While the season could have been a bit better, Purdue still managed another NCAA Tournament appearance and finished towards the top of the Big Ten with a 12-6 record. The team only lost one regular season non-conference game, once again dropping another game in the Crossroads Classic. When it came to their six conference losses, outside of a dreadful road trip to Illinois, the Boilermakers could have won the remaining five games they lost. That was more or less the recurring theme last season, as Purdue couldn’t capitalize on several winnable games and ended up finishing a bit worse than they probably should have.
Part of that had to do with the teams inability to handle the press in end of game situations. Another part of that had to do with the team occasionally struggling shooting the ball from three, with the team stubbornly shooting it repeatedly from outside even when the shots weren’t falling. Purdue seemingly saved faced in the Big Ten Tournament, having a chance to knock off favorite Michigan State before ultimately losing by four points.

**EXERCISE SET**:
1. Pull out every line of the listing that contains the word "gripping", treating uppercase and lowercase as different.
2. Resume the passage on Purdue's basketball season, starting right after its final sentence.
The passage on Purdue's basketball season has no connection to the listing.

**EXTRACTED RECORDS**:
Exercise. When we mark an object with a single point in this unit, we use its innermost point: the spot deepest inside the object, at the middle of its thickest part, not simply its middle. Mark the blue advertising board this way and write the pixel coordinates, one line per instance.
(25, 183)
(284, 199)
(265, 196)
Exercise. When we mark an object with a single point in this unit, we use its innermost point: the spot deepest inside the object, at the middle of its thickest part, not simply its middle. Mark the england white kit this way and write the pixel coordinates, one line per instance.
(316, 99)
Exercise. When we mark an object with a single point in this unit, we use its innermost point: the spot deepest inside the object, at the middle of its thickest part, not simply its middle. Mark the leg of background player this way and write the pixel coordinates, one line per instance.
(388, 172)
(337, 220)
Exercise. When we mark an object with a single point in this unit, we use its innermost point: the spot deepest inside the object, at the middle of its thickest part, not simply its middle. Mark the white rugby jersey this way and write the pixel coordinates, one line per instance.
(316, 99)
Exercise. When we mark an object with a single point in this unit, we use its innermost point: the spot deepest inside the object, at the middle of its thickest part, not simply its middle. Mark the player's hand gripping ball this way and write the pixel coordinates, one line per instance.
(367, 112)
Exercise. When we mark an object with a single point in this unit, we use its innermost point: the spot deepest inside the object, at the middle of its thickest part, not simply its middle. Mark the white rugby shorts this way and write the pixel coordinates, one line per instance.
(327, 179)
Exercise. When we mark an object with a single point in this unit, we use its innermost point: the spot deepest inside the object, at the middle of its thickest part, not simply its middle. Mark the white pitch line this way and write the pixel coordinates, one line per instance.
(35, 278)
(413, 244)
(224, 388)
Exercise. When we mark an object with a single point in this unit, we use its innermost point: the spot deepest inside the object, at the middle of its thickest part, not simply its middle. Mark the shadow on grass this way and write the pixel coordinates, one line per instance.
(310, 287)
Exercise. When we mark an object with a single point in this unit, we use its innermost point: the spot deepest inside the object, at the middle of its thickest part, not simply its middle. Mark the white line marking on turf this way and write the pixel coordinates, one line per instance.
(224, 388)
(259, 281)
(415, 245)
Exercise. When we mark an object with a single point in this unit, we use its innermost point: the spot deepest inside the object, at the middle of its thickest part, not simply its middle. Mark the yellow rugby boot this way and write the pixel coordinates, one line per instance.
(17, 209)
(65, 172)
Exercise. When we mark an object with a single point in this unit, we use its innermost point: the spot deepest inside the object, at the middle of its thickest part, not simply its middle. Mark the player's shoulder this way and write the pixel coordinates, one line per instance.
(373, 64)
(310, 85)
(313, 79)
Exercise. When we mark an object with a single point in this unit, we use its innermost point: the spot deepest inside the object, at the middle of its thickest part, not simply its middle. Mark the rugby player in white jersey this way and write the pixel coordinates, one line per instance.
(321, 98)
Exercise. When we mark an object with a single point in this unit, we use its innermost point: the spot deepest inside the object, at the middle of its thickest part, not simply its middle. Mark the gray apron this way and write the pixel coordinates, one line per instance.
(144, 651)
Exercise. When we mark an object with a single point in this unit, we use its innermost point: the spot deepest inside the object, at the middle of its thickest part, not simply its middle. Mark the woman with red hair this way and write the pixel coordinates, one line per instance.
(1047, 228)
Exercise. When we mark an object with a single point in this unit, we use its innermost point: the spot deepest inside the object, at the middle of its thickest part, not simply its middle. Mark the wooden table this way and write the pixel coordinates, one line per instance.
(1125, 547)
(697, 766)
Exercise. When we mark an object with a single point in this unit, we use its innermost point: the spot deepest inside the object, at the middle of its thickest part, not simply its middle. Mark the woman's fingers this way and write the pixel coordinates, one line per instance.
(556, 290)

**OUTPUTS FOR THE TASKS**:
1.
Exercise. When we mark an object with a single point in this unit, we use its innermost point: the spot deepest inside the object, at the middle of its thickest part, not simply its middle. Mark the player's hand gripping ball this way and write the pixel coordinates, one line per instance.

2.
There was a bit of a sour taste when Purdue lost in their opening round of the NCAA Tournament to Little Rock, dropping in double overtime by two points. Even more troubling was that the game was entirely winnable, with Purdue failing to close out the end of a game they should have won. It didn’t help that the team hit only 32.1% of their 28 three pointers or that there was no foul called when Johnny Hill was taken down on a drive to the rim in the closing seconds.
While the end result of last year definitely left a bad taste in Purdue’s mouth, the team has enough talent returning that they should be able to build off of the success from the past two seasons.
2. Offseason Exits
Purdue loses a ton of talent from last season, though the team could be even better this season. It’s a weird thing to say, but it’s the truth. The team is set to lose three key players from last season in A.J. Hammons, Rapheal Davis and Johnny Hill, as well as Kendall Stephens, redshirt freshman Grant Weatherford and walk-on Stephen Toyra.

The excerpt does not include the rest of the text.